** WORK ORDER **
Reprint the entire listing exactly.

** PROVIDED RECORDS **
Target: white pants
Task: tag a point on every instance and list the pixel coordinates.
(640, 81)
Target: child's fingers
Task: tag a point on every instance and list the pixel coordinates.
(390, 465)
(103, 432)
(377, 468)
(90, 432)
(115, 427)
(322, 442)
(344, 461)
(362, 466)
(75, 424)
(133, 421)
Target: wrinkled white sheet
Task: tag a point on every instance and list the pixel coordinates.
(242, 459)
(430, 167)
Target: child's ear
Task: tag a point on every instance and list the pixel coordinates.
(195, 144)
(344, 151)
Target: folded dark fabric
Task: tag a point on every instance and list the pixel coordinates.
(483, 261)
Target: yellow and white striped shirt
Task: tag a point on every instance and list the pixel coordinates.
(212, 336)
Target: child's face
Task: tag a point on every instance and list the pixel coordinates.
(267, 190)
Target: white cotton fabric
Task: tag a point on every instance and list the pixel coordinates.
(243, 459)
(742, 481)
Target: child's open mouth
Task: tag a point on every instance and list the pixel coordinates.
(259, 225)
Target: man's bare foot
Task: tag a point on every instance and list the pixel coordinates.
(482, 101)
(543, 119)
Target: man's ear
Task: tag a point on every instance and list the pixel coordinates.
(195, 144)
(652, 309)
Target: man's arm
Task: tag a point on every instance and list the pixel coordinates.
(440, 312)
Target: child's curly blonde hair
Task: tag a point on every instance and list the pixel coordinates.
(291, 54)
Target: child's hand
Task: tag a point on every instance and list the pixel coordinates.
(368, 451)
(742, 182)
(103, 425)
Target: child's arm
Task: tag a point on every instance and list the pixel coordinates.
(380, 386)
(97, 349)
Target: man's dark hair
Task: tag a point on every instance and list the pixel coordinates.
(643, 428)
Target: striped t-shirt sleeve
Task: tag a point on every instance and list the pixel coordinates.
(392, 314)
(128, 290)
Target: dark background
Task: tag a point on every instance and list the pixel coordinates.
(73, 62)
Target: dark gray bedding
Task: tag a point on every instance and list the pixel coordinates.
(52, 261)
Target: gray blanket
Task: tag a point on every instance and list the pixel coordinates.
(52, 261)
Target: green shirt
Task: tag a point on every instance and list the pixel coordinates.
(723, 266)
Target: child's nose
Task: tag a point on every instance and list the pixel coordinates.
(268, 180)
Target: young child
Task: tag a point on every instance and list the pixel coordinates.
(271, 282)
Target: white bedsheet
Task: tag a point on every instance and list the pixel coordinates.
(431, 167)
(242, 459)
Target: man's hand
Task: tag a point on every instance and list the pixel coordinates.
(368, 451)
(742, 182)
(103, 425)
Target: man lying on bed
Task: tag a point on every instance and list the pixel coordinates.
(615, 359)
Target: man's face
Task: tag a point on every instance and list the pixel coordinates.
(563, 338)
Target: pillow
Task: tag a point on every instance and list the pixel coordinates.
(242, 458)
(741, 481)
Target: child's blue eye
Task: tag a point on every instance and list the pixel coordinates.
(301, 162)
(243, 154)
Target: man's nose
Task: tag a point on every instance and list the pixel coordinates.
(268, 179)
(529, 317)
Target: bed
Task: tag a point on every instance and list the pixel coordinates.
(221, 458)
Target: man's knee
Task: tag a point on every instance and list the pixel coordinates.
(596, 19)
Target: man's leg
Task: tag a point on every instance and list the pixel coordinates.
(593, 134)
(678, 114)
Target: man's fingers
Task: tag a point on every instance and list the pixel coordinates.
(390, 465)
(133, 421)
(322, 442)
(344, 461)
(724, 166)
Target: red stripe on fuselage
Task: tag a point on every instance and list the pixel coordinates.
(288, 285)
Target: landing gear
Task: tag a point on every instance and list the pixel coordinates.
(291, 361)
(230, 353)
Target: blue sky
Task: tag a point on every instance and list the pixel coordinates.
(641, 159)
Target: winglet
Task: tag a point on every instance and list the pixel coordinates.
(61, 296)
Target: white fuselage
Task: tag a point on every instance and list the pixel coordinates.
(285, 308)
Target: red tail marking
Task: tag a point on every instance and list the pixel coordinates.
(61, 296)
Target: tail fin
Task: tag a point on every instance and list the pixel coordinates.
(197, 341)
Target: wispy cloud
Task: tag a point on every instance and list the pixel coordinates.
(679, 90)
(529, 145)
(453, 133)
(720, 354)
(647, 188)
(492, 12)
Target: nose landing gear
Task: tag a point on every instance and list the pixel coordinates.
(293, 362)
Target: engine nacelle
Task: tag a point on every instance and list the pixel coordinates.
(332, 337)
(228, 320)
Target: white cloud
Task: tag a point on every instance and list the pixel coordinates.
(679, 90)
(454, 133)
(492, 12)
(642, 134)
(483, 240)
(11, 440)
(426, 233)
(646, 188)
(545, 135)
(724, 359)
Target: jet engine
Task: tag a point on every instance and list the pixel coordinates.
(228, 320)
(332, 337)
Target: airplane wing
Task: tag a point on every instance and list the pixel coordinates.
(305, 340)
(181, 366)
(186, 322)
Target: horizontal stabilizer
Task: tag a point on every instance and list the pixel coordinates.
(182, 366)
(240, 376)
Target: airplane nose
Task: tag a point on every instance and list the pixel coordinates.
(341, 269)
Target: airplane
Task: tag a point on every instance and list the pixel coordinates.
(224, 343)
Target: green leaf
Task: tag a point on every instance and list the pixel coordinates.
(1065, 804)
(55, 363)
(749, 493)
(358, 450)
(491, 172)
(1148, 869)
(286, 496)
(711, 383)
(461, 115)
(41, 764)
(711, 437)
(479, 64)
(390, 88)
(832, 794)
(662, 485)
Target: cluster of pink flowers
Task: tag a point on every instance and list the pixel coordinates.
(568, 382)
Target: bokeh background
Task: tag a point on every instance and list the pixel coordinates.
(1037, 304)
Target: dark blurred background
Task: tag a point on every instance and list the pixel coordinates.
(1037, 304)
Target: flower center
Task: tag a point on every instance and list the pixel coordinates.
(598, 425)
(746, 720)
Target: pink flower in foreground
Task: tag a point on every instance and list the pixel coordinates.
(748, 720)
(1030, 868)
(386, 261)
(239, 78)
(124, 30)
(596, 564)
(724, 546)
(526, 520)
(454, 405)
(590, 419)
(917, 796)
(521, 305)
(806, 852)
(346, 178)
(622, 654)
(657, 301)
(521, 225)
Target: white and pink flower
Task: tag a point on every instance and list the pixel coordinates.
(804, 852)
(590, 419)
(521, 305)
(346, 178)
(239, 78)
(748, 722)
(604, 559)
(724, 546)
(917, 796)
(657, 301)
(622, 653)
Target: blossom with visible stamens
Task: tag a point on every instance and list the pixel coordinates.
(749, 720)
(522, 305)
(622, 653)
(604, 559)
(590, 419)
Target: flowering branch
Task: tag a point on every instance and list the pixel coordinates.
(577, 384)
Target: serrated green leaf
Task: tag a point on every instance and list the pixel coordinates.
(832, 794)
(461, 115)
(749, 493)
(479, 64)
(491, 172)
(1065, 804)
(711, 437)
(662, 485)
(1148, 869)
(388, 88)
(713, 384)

** ANSWER SPACE **
Target: white pants
Task: tag a point on every instance and list the pixel coordinates.
(640, 81)
Target: child's fingers
Task: tag a point on every instance and list the pixel coordinates.
(390, 465)
(103, 432)
(377, 468)
(90, 432)
(115, 427)
(322, 442)
(344, 461)
(362, 466)
(75, 424)
(133, 421)
Target: wrinkled white sheet
Task: tag a point on every instance and list the pixel coordinates.
(242, 459)
(430, 167)
Target: child's ear
Task: tag a point on every instance and list the pixel coordinates.
(195, 144)
(344, 151)
Target: folded dark fabric
Task: tag a point on every instance and list the pixel coordinates.
(483, 261)
Target: yellow and white striped shirt
Task: tag a point on every instance and list the pixel coordinates.
(212, 336)
Target: child's face
Task: tag a point on every instance and list the pixel coordinates.
(267, 190)
Target: white cotton fabric
Task: tag a point on every instance and list the pixel coordinates.
(243, 459)
(742, 481)
Target: child's open mouth
Task: tag a point on every instance and list the pixel coordinates.
(259, 225)
Target: man's bare foot
Task: tag a point on every instance and list the pixel coordinates.
(482, 101)
(543, 119)
Target: man's ear
Task: tag a point on every instance and list the pixel coordinates.
(195, 144)
(652, 309)
Target: man's arm
Task: tag a point on every instance and list the pixel coordinates.
(440, 312)
Target: child's curly blonde hair
Task: tag a point on every instance and list the pixel coordinates.
(291, 54)
Target: child's hand
Task: tag a point on every instance and list the pixel coordinates.
(368, 451)
(742, 182)
(103, 425)
Target: child's arm
Task: tag a point on every instance and list the pixel coordinates.
(380, 386)
(97, 349)
Target: man's dark hair
Task: tag a point on every instance and list the pixel coordinates.
(643, 428)
Target: striped t-shirt sleeve
Task: tag a point on every instance and list the pixel coordinates.
(392, 314)
(128, 290)
Target: dark background
Task: tag a point on every instance and list the pixel coordinates.
(73, 62)
Target: dark gray bedding
Task: tag a point on every instance and list the pixel coordinates.
(52, 261)
Target: gray blanket
Task: tag a point on every instance and list the pixel coordinates.
(52, 261)
Target: green shirt
Task: tag a point on every instance and list the pixel coordinates.
(723, 266)
Target: child's nose
Task: tag a point on every instance and list the pixel coordinates.
(268, 180)
Target: young child
Task: tag a point on every instance and list the pixel coordinates.
(271, 282)
Target: white bedsheet
Task: tag a point on every instance and list the pixel coordinates.
(431, 167)
(242, 459)
Target: man's hand
Task: tag a point on every instance and list the pixel coordinates.
(368, 451)
(742, 182)
(103, 425)
Target: man lying on bed
Task: tag a point on every instance and list the pixel coordinates.
(615, 359)
Target: man's face
Task: tag a point on every instance and list the pixel coordinates.
(563, 338)
Target: pillow
Task: tag a point on every instance and list the pixel coordinates.
(242, 458)
(741, 481)
Target: child's blue eye
Task: tag a point on every instance and list the pixel coordinates.
(301, 162)
(243, 154)
Target: man's nose
Task: tag a point on every instance and list the pixel coordinates.
(268, 179)
(529, 317)
Target: bed
Task: tag a point on every instance and list the pixel coordinates.
(221, 458)
Target: man's knee
Task: tag a point on every instance and list the pixel coordinates.
(596, 19)
Target: man's leg
Task: tag a point on every instance and list the pixel coordinates.
(593, 134)
(678, 114)
Target: man's fingers
Task: tag a point on every instance and list the pixel coordinates.
(390, 465)
(133, 421)
(322, 442)
(344, 461)
(724, 166)
Target: red stripe on fuselage
Task: tag a point on every instance and list the pixel coordinates.
(288, 285)
Target: landing gear
Task: tag a point on every instance and list the pixel coordinates.
(291, 361)
(230, 353)
Target: blue sky
Task: tag a point on every instance and list the pixel coordinates.
(641, 159)
Target: winglet
Task: tag a point on every instance and list the pixel coordinates.
(61, 296)
Target: white fuselage
Task: tag a point on every instance and list the pixel coordinates.
(285, 308)
Target: red tail marking
Task: tag a point on every instance and list the pixel coordinates.
(61, 296)
Target: tail fin
Task: tag a point on every instance and list the pixel coordinates.
(197, 341)
Target: wispy cloud
Task: tag a point on every instance and list the pixel coordinates.
(679, 90)
(529, 145)
(453, 133)
(720, 354)
(647, 188)
(492, 12)
Target: nose landing gear
Task: tag a point on every instance and list the pixel coordinates.
(293, 362)
Target: engine nacelle
Task: tag a point on every instance and list the pixel coordinates.
(332, 337)
(228, 320)
Target: white cloud
Task: tag a point on every instance and list the pixel coordinates.
(679, 90)
(454, 133)
(492, 12)
(642, 134)
(483, 240)
(11, 440)
(426, 233)
(646, 188)
(545, 135)
(724, 359)
Target: jet engine
Task: tag a point on every instance and list the pixel coordinates.
(228, 320)
(332, 337)
Target: airplane wing
Task: tag a point on every instance and list the pixel coordinates.
(305, 340)
(181, 366)
(186, 322)
Target: horizontal stabilizer
Task: tag a point on every instance and list the pixel coordinates.
(182, 366)
(240, 376)
Target: airplane nose
Task: tag a point on every instance and list the pixel coordinates.
(341, 269)
Target: airplane
Task: tag a point on every instance and list the pixel coordinates.
(224, 343)
Target: green leaf
Task: tag a point on every instance and list the pixel coordinates.
(1065, 804)
(55, 363)
(749, 493)
(358, 450)
(491, 172)
(1148, 869)
(286, 496)
(711, 383)
(461, 115)
(41, 764)
(711, 437)
(479, 64)
(390, 88)
(832, 794)
(662, 485)
Target: cluster of pink flowers
Task: tag a point on every instance and list the pixel coordinates.
(568, 382)
Target: bokeh background
Task: tag a point on every instance and list the pixel coordinates.
(1037, 304)
Target: dark blurred background
Task: tag a point on every instance and list the pixel coordinates.
(1037, 304)
Target: flower center
Task: tag a point on every instance and list the pixel coordinates.
(598, 425)
(746, 720)
Target: pink flower in foreground
Task: tag a point on every instance and list the pixel coordinates.
(748, 720)
(1030, 868)
(386, 261)
(239, 78)
(124, 30)
(596, 564)
(724, 546)
(526, 520)
(454, 405)
(590, 419)
(917, 796)
(521, 305)
(806, 852)
(346, 178)
(622, 654)
(657, 301)
(521, 225)
Target: white and pink flower
Task: tag a point on every instance and list the pixel coordinates.
(804, 852)
(590, 419)
(521, 305)
(346, 178)
(239, 78)
(748, 722)
(604, 559)
(724, 546)
(917, 796)
(657, 301)
(622, 653)
Target: blossom with visible stamens
Task: tag a point on every instance and list the pixel coordinates.
(749, 720)
(522, 305)
(622, 653)
(604, 559)
(590, 419)
Target: flowering branch
Task: tag a point on every instance and list the pixel coordinates.
(577, 384)
Target: serrated green leaf
Task: tag a point on every instance and list the pixel coordinates.
(832, 794)
(461, 115)
(749, 493)
(479, 64)
(491, 172)
(1065, 804)
(711, 437)
(662, 485)
(1148, 869)
(388, 88)
(713, 384)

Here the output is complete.